Task to complete: Edit the listing below so that every "Supply the image" reads "Upload the image", and give all the lines again with nothing else changed.

Data provided:
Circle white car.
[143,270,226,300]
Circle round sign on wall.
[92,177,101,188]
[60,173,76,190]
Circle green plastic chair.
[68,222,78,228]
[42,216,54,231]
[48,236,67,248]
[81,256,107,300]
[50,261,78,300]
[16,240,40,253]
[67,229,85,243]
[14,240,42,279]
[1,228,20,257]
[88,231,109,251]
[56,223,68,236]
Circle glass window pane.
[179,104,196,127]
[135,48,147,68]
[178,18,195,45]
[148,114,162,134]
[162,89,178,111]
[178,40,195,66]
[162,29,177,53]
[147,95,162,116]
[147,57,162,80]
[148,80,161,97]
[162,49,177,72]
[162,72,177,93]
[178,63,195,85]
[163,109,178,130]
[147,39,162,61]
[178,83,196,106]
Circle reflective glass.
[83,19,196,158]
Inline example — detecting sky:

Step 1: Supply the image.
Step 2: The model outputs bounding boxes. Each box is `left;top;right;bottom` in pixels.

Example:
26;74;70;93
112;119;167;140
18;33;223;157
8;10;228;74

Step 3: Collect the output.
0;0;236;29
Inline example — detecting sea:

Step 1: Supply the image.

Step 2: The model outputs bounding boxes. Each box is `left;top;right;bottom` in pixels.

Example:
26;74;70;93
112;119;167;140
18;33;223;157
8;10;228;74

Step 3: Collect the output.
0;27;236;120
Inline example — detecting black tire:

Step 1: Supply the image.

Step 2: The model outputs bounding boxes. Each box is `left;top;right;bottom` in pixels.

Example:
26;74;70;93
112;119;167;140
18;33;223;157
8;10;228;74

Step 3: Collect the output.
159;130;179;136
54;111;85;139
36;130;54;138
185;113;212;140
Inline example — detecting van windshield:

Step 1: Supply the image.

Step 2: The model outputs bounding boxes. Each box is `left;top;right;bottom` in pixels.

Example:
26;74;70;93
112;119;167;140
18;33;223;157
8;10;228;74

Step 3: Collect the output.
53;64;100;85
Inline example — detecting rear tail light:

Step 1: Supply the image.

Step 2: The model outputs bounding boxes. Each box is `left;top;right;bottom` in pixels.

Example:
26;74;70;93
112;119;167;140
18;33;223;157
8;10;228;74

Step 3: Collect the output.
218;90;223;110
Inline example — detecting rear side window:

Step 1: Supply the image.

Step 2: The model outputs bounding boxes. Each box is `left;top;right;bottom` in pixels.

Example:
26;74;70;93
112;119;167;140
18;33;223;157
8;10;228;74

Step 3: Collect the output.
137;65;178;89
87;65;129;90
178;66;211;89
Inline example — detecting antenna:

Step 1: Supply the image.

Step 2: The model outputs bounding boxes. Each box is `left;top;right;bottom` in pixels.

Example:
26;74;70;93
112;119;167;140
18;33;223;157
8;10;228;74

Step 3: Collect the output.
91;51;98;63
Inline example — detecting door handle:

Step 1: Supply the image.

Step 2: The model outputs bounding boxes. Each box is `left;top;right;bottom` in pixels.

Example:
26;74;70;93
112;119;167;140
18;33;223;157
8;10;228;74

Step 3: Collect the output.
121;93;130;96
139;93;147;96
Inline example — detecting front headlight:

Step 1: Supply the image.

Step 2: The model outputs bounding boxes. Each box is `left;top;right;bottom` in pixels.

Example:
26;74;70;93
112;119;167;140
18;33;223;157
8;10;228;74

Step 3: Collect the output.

Answer to this problem:
Circle white car.
[143,270,226,300]
Circle round sign on wall.
[92,177,101,188]
[60,173,76,190]
Circle green plastic chair.
[68,222,78,228]
[42,216,54,231]
[48,236,67,248]
[81,256,107,300]
[50,261,78,300]
[16,240,40,253]
[67,229,85,243]
[14,240,42,279]
[1,228,20,257]
[88,231,109,251]
[56,223,68,236]
Circle glass window pane.
[179,104,196,127]
[135,48,147,68]
[178,18,195,45]
[148,114,162,134]
[162,89,178,111]
[178,40,195,66]
[162,29,177,53]
[147,95,162,116]
[147,57,162,80]
[148,80,161,97]
[162,49,177,72]
[162,72,177,93]
[178,63,195,85]
[163,109,178,130]
[147,39,162,61]
[178,83,196,106]
Circle reflective glass.
[83,19,196,158]
Inline example — detecting sky:

Step 1: Upload the image.
Step 2: The model outputs bounding boxes. Each box is `left;top;right;bottom` in pixels.

Example:
26;74;70;93
112;119;167;140
18;33;223;157
8;10;228;74

Step 3: Collect the output.
0;0;236;29
Inline example — detecting sea:

Step 1: Upload the image.

Step 2: The model outputs bounding boxes. Each box is `left;top;right;bottom` in pixels.

Example:
26;74;70;93
112;119;167;140
18;33;223;157
8;10;228;74

Step 3: Collect the output.
0;27;236;120
Inline example — detecting black tire:

Step 1: Upload the image.

Step 2: The model outputs bounding boxes. Each box is `left;top;right;bottom` in pixels.

Example:
26;74;70;93
112;119;167;140
18;33;223;157
8;10;228;74

Step 3: Collect the output.
159;130;179;136
54;111;85;139
36;130;54;138
185;113;212;140
Inline example — detecting van windshield:

Step 1: Upload the image.

Step 2: The model outputs bounding boxes. Each box is `left;top;right;bottom` in pixels.

Example:
26;74;70;93
112;119;167;140
18;33;223;157
8;10;228;74

Step 3: Collect the output.
53;64;100;85
Inline example — detecting rear tail light:

Step 1: Upload the image.

Step 2: The model outputs bounding boxes. Each box is `left;top;right;bottom` in pixels.

Example:
26;74;70;93
112;119;167;140
18;33;223;157
8;10;228;74

Step 3: Collect the output.
218;90;223;110
Inline example — detecting rear side window:

Step 1: Upload the image.

Step 2: The model outputs bounding boxes. Each box is `left;top;right;bottom` in pixels.

Example:
26;74;70;93
112;119;167;140
18;33;223;157
8;10;228;74

Step 3: Collect the output.
137;65;178;89
87;65;129;90
178;66;211;89
Inline example — detecting antenna:

Step 1: Upload the image.

Step 2: The model outputs bounding boxes. Each box is `left;top;right;bottom` in pixels.

Example:
26;74;70;93
112;119;167;140
18;33;223;157
8;10;228;74

Step 3: Collect the output.
91;51;98;63
Inline example — detecting door handle:

Step 1: Upload the image.

Step 2: The model outputs bounding boxes. Each box is `left;top;right;bottom` in pixels.

Example:
26;74;70;93
112;119;167;140
18;33;223;157
8;10;228;74

Step 3: Collect the output.
121;93;130;96
139;93;147;96
Inline example — detecting front headlight:

Step 1: Upload the image.

Step 2: The model outputs bounding boxes. Each box is `left;top;right;bottom` in pixels.

Example:
26;74;70;93
112;119;167;140
18;33;223;157
8;10;228;74

Step 3: Collect the output.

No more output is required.